WHAT IS NEEDED. Where the word "drink" appears in a line below, copy the whole line.

THE INPUT.
****************************************
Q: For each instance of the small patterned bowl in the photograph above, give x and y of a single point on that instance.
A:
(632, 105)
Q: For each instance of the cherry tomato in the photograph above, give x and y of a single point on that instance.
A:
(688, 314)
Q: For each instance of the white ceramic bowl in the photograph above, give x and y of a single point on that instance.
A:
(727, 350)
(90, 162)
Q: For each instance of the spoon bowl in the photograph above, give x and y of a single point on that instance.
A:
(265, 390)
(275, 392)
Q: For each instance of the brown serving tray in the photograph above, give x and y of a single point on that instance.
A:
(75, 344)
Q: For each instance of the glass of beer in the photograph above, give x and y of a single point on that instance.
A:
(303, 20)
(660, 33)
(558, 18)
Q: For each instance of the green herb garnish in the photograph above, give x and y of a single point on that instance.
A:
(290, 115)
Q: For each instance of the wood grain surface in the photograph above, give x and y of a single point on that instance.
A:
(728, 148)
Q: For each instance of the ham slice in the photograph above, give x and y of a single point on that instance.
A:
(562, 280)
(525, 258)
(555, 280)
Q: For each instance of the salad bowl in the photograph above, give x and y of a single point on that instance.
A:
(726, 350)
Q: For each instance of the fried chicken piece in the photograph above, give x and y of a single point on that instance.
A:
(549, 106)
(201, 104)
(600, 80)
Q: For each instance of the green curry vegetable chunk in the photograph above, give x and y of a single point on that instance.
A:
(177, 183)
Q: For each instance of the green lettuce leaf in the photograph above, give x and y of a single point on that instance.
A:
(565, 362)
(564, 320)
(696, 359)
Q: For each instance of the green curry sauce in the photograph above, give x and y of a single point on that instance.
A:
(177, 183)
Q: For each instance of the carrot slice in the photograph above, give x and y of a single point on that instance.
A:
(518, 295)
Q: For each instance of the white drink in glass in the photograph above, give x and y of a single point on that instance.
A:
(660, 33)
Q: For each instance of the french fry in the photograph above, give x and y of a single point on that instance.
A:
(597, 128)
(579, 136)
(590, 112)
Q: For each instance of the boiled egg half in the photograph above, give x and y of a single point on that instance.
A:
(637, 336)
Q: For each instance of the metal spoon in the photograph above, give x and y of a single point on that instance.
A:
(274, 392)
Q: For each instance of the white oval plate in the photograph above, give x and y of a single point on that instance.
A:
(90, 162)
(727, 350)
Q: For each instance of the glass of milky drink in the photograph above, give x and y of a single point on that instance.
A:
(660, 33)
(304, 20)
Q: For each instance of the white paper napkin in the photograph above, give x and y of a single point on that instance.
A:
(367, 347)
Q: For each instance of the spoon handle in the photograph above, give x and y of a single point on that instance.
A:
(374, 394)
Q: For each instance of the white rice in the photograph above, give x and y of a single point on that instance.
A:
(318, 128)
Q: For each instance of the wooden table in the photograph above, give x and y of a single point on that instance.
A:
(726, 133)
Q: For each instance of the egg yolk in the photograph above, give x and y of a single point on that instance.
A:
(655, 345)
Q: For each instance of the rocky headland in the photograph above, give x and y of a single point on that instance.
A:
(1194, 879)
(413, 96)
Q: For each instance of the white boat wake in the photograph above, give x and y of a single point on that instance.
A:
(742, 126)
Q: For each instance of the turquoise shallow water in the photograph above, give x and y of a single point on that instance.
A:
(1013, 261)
****************************************
WRITTEN SOLUTION.
Q: For each instance of the white drink in glass in the photograph above, give x and y of a single point on that instance.
Q: For each instance of the glass of milky drink in the photograph above, give x and y of a single point on that instance.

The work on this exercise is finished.